- Description of the task:
Render the lines that follow as a JSON list of strings, one string per line, skipping blank lines and leaving out the pictures.

## Start Extracted entries

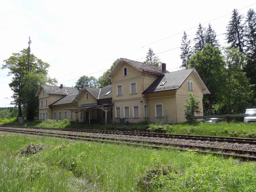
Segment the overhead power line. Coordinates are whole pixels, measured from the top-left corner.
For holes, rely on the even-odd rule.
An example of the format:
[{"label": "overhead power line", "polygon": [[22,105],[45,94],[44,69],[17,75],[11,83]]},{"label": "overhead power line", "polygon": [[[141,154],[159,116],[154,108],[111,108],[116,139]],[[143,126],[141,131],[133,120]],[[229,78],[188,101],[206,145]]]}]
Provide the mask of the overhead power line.
[{"label": "overhead power line", "polygon": [[[238,11],[239,11],[239,10],[242,10],[242,9],[245,9],[245,8],[248,8],[248,7],[250,7],[250,6],[252,6],[252,5],[255,5],[255,4],[256,4],[256,3],[253,3],[252,4],[250,5],[248,5],[248,6],[245,6],[245,7],[243,7],[243,8],[240,8],[240,9],[238,9]],[[216,17],[216,18],[214,18],[214,19],[212,19],[212,20],[210,20],[209,21],[206,21],[206,22],[204,22],[204,23],[202,23],[201,24],[202,24],[202,25],[203,25],[203,24],[206,24],[206,23],[209,23],[209,22],[211,22],[211,21],[214,21],[214,20],[217,20],[217,19],[218,19],[222,18],[222,17],[226,17],[226,16],[227,16],[227,15],[230,15],[230,13],[232,13],[232,12],[229,12],[229,13],[227,13],[227,14],[225,14],[225,15],[222,15],[222,16],[220,16],[220,17]],[[104,61],[101,61],[101,62],[99,62],[96,63],[94,64],[93,64],[93,65],[91,65],[90,66],[96,66],[96,65],[98,65],[98,64],[101,64],[101,63],[103,63],[103,62],[106,62],[106,61],[109,61],[110,60],[116,59],[117,58],[118,58],[119,57],[119,56],[122,56],[122,55],[126,55],[126,54],[128,54],[128,53],[129,53],[133,52],[134,52],[134,51],[136,51],[136,50],[139,50],[139,49],[143,49],[143,48],[144,48],[145,47],[148,46],[150,46],[150,45],[152,45],[152,44],[155,44],[155,43],[158,43],[158,42],[159,42],[161,41],[163,41],[163,40],[166,40],[166,39],[168,39],[168,38],[171,38],[171,37],[172,37],[175,36],[177,35],[178,35],[178,34],[181,34],[181,33],[182,33],[184,32],[184,31],[188,31],[188,30],[190,30],[192,29],[194,29],[194,28],[195,28],[197,27],[198,27],[198,25],[197,25],[196,26],[194,26],[194,27],[190,27],[190,28],[189,28],[187,29],[186,29],[186,30],[183,30],[182,31],[181,31],[181,32],[178,32],[178,33],[177,33],[174,34],[173,34],[173,35],[170,35],[170,36],[168,36],[168,37],[165,37],[165,38],[162,38],[162,39],[160,39],[160,40],[157,40],[157,41],[155,41],[153,42],[152,42],[152,43],[149,43],[149,44],[146,44],[146,45],[143,46],[142,46],[142,47],[138,47],[137,48],[135,49],[134,49],[134,50],[131,50],[131,51],[129,51],[129,52],[128,52],[124,53],[123,53],[119,55],[115,56],[115,57],[112,57],[112,58],[109,58],[109,59],[106,59],[106,60],[104,60]],[[87,67],[86,68],[87,68],[87,67]],[[85,69],[85,68],[82,68],[82,69]],[[79,69],[79,70],[76,70],[76,71],[74,71],[74,72],[71,72],[71,73],[67,73],[67,74],[66,74],[66,75],[62,75],[62,76],[60,76],[58,77],[57,78],[61,78],[61,77],[64,77],[64,76],[67,76],[67,75],[70,75],[70,74],[73,73],[76,73],[76,72],[80,71],[81,70],[81,69]]]}]

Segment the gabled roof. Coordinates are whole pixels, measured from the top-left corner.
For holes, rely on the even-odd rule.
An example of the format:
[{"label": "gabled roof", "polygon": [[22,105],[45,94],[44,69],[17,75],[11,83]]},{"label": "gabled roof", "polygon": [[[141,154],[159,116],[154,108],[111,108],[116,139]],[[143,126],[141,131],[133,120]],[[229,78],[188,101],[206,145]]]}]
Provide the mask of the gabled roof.
[{"label": "gabled roof", "polygon": [[56,105],[61,105],[62,104],[68,104],[72,103],[74,101],[75,98],[76,98],[77,94],[73,94],[70,95],[67,95],[62,98],[60,99],[59,99],[57,101],[52,103],[49,106]]},{"label": "gabled roof", "polygon": [[63,87],[61,88],[55,85],[42,85],[40,86],[35,95],[36,96],[39,95],[40,91],[43,89],[47,94],[62,94],[68,95],[78,94],[79,91],[75,87]]},{"label": "gabled roof", "polygon": [[[171,72],[165,74],[164,76],[160,76],[154,81],[143,93],[178,89],[192,73],[202,88],[204,93],[210,94],[210,92],[195,68]],[[166,82],[163,85],[160,85],[163,81],[166,81]]]},{"label": "gabled roof", "polygon": [[[164,75],[164,73],[162,72],[162,68],[161,67],[151,66],[141,62],[128,59],[120,58],[117,61],[116,64],[105,78],[105,80],[110,79],[123,62],[131,65],[141,72],[157,74],[160,75]],[[169,72],[166,71],[166,72],[168,73]]]},{"label": "gabled roof", "polygon": [[[90,93],[96,99],[102,99],[112,98],[112,85],[105,86],[101,88],[93,87],[84,87],[77,94],[75,99],[79,99],[84,92],[87,91]],[[111,91],[107,95],[105,94],[108,91]]]}]

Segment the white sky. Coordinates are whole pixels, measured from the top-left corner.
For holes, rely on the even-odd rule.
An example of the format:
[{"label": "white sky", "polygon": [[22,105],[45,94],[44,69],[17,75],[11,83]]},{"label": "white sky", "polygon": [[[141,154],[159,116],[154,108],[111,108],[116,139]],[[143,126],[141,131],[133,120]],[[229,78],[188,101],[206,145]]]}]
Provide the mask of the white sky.
[{"label": "white sky", "polygon": [[[183,31],[200,22],[206,27],[209,21],[228,14],[210,22],[217,35],[225,33],[234,8],[254,3],[239,11],[246,14],[250,8],[256,10],[256,3],[1,0],[0,66],[12,53],[27,47],[30,36],[31,52],[50,64],[49,76],[59,84],[74,86],[82,75],[98,78],[117,58],[137,60],[144,57],[149,47],[157,53],[179,47]],[[194,38],[197,28],[186,31],[189,38]],[[225,36],[217,37],[225,46]],[[167,70],[174,71],[181,64],[180,54],[178,48],[158,55]],[[8,72],[0,69],[0,107],[11,106],[5,99],[11,99],[12,94]]]}]

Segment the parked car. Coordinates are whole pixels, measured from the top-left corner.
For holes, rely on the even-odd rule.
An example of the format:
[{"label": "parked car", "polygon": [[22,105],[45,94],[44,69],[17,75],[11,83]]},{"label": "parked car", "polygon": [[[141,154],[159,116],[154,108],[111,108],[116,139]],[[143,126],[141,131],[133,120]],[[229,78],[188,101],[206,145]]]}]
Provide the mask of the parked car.
[{"label": "parked car", "polygon": [[246,110],[245,114],[255,114],[255,116],[245,117],[244,119],[244,123],[256,123],[256,109],[248,109]]}]

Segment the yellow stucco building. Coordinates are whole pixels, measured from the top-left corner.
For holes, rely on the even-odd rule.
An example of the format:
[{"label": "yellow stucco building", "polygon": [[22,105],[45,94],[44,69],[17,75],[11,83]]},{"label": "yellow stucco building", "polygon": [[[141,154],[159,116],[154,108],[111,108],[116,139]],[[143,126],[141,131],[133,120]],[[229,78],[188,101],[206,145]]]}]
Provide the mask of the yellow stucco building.
[{"label": "yellow stucco building", "polygon": [[121,58],[105,80],[111,81],[111,85],[84,87],[80,91],[62,85],[41,85],[36,95],[40,119],[182,123],[186,120],[184,104],[189,93],[199,99],[195,115],[200,116],[203,114],[203,95],[210,94],[195,69],[169,72],[164,63],[158,67]]}]

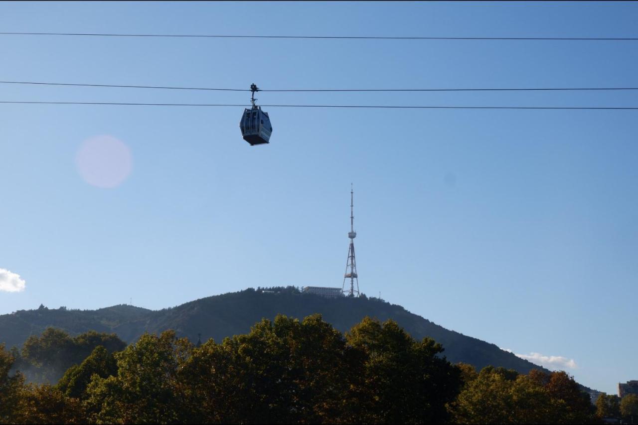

## End Extracted entries

- Solution to this exercise:
[
  "Segment the overhead power line. Coordinates are whole pixels, measured from the top-left corner.",
  "For holes, rely on the even-odd rule.",
  "An example of the format:",
  "[{\"label\": \"overhead power line\", \"polygon\": [[22,105],[45,94],[44,69],[17,75],[11,83]]},{\"label\": \"overhead power line\", \"polygon\": [[[141,154],[159,116],[154,108],[111,108],[116,139]],[[143,126],[141,131],[133,120]],[[229,78],[188,101],[206,145]]]}]",
  "Provide the mask of the overhead power line.",
  "[{\"label\": \"overhead power line\", \"polygon\": [[[238,11],[239,11],[239,10],[242,10],[242,9],[245,9],[245,8],[248,8],[248,7],[250,7],[250,6],[252,6],[252,5],[255,5],[255,4],[256,4],[256,3],[253,3],[252,4],[250,5],[248,5],[248,6],[245,6],[245,7],[243,7],[243,8],[240,8],[240,9],[238,9]],[[216,17],[216,18],[214,18],[214,19],[212,19],[212,20],[210,20],[209,21],[206,21],[206,22],[204,22],[204,23],[202,23],[201,24],[202,24],[202,25],[203,25],[203,24],[206,24],[206,23],[209,23],[209,22],[211,22],[211,21],[214,21],[214,20],[217,20],[217,19],[218,19],[222,18],[222,17],[226,17],[226,16],[227,16],[227,15],[230,15],[230,13],[232,13],[232,12],[229,12],[229,13],[227,13],[227,14],[225,14],[225,15],[222,15],[222,16],[220,16],[220,17]],[[104,61],[101,61],[101,62],[99,62],[96,63],[94,64],[93,64],[93,65],[91,65],[90,66],[96,66],[96,65],[98,65],[98,64],[101,64],[101,63],[103,63],[103,62],[106,62],[106,61],[109,61],[110,60],[116,59],[117,58],[118,58],[119,57],[119,56],[122,56],[122,55],[126,55],[126,54],[128,54],[128,53],[129,53],[133,52],[134,52],[134,51],[136,51],[136,50],[139,50],[139,49],[143,49],[143,48],[144,48],[145,47],[148,46],[150,46],[150,45],[152,45],[152,44],[155,44],[155,43],[158,43],[158,42],[159,42],[161,41],[163,41],[163,40],[166,40],[166,39],[168,39],[168,38],[171,38],[171,37],[172,37],[175,36],[177,35],[178,35],[178,34],[181,34],[181,33],[182,33],[184,32],[184,31],[188,31],[188,30],[190,30],[192,29],[194,29],[194,28],[195,28],[197,27],[198,27],[198,25],[197,25],[196,26],[194,26],[194,27],[190,27],[190,28],[189,28],[187,29],[186,29],[186,30],[183,30],[182,31],[181,31],[181,32],[178,32],[178,33],[177,33],[174,34],[173,34],[173,35],[170,35],[170,36],[168,36],[168,37],[165,37],[165,38],[162,38],[162,39],[160,39],[160,40],[157,40],[157,41],[155,41],[153,42],[152,42],[152,43],[149,43],[149,44],[146,44],[146,45],[143,46],[142,46],[142,47],[138,47],[137,48],[135,49],[134,49],[134,50],[131,50],[131,51],[129,51],[129,52],[128,52],[124,53],[123,53],[119,55],[115,56],[115,57],[112,57],[112,58],[109,58],[109,59],[106,59],[106,60],[104,60]],[[87,67],[86,68],[87,68],[87,67]],[[85,69],[85,68],[82,68],[82,69]],[[79,69],[79,70],[76,70],[76,71],[74,71],[74,72],[71,72],[71,73],[67,73],[67,74],[66,74],[66,75],[62,75],[62,76],[60,76],[58,77],[57,78],[61,78],[61,77],[64,77],[64,76],[67,76],[67,75],[70,75],[70,74],[73,73],[76,73],[76,72],[80,71],[81,70],[81,69]]]}]",
  "Segment the gabled roof. Coordinates are whole pixels, measured from the top-left corner.",
  "For holes, rely on the even-odd rule.",
  "An example of the format:",
  "[{\"label\": \"gabled roof\", \"polygon\": [[22,105],[45,94],[44,69],[17,75],[11,83]]},{\"label\": \"gabled roof\", \"polygon\": [[[141,154],[159,116],[154,108],[111,108],[116,139]],[[143,126],[141,131],[133,120]],[[229,78],[188,101],[206,145]]]}]",
  "Provide the mask of the gabled roof.",
  "[{\"label\": \"gabled roof\", \"polygon\": [[56,105],[61,105],[62,104],[68,104],[72,103],[74,101],[75,98],[76,98],[77,94],[73,94],[70,95],[67,95],[62,98],[60,99],[59,99],[57,101],[52,103],[49,106]]},{\"label\": \"gabled roof\", \"polygon\": [[63,87],[61,88],[55,85],[42,85],[40,86],[35,95],[36,96],[39,95],[40,91],[43,89],[47,94],[62,94],[68,95],[78,94],[79,91],[75,87]]},{\"label\": \"gabled roof\", \"polygon\": [[[171,72],[165,74],[164,76],[160,76],[154,81],[143,93],[178,89],[192,73],[202,88],[204,93],[210,94],[210,92],[195,68]],[[166,82],[163,85],[160,85],[163,81],[166,81]]]},{\"label\": \"gabled roof\", \"polygon\": [[[164,75],[164,73],[162,72],[162,68],[161,67],[151,66],[141,62],[128,59],[120,58],[117,61],[116,64],[105,78],[105,80],[110,79],[123,62],[131,65],[141,72],[157,74],[160,75]],[[169,72],[166,71],[166,72],[168,73]]]},{\"label\": \"gabled roof\", \"polygon\": [[[90,93],[96,99],[102,99],[112,98],[112,85],[105,86],[101,88],[93,87],[84,87],[77,94],[75,99],[79,99],[84,92],[87,91]],[[111,91],[107,95],[105,94],[108,91]]]}]",
  "Segment the white sky. Coordinates are whole pixels, measured from the top-left corner.",
  "For holes, rely on the even-odd rule.",
  "An example of the format:",
  "[{\"label\": \"white sky\", \"polygon\": [[22,105],[45,94],[44,69],[17,75],[11,83]]},{\"label\": \"white sky\", \"polygon\": [[[141,154],[159,116],[154,108],[111,108],[116,139]],[[143,126],[141,131],[133,120]],[[229,78],[188,101],[206,145]]]}]",
  "Provide the mask of the white sky.",
  "[{\"label\": \"white sky\", \"polygon\": [[[183,31],[200,22],[206,27],[209,21],[228,14],[210,22],[217,35],[225,33],[234,8],[254,3],[239,11],[246,14],[250,8],[256,10],[256,3],[1,0],[0,66],[12,53],[27,47],[30,36],[31,52],[50,64],[49,76],[59,84],[74,86],[82,75],[98,78],[117,58],[137,60],[144,57],[149,47],[157,53],[179,47]],[[194,38],[197,28],[186,31],[189,38]],[[225,36],[217,37],[225,46]],[[167,70],[174,71],[181,64],[180,54],[178,48],[158,55]],[[8,72],[0,69],[0,107],[11,106],[5,99],[11,99],[12,94]]]}]",
  "Segment the parked car. Coordinates are whole pixels, measured from the top-left corner.",
  "For holes, rely on the even-odd rule.",
  "An example of the format:",
  "[{\"label\": \"parked car\", \"polygon\": [[22,105],[45,94],[44,69],[17,75],[11,83]]},{\"label\": \"parked car\", \"polygon\": [[[141,154],[159,116],[154,108],[111,108],[116,139]],[[143,126],[141,131],[133,120]],[[229,78],[188,101],[206,145]]]}]",
  "Provide the mask of the parked car.",
  "[{\"label\": \"parked car\", \"polygon\": [[246,110],[245,114],[255,114],[255,116],[245,117],[244,119],[244,123],[256,123],[256,109],[248,109]]}]",
  "Segment the yellow stucco building. Coordinates are whole pixels, measured from the top-left corner.",
  "For holes, rely on the even-odd rule.",
  "An example of the format:",
  "[{\"label\": \"yellow stucco building\", \"polygon\": [[22,105],[45,94],[44,69],[17,75],[11,83]]},{\"label\": \"yellow stucco building\", \"polygon\": [[[141,154],[159,116],[154,108],[111,108],[116,139]],[[143,126],[141,131],[133,120]],[[229,78],[188,101],[206,145]]]}]",
  "Provide the mask of the yellow stucco building.",
  "[{\"label\": \"yellow stucco building\", \"polygon\": [[121,58],[105,80],[111,81],[111,85],[84,87],[80,91],[62,85],[41,85],[36,95],[40,119],[182,123],[186,120],[184,104],[189,93],[199,99],[195,115],[200,116],[203,114],[203,95],[210,94],[195,69],[169,72],[164,63],[158,67]]}]"
]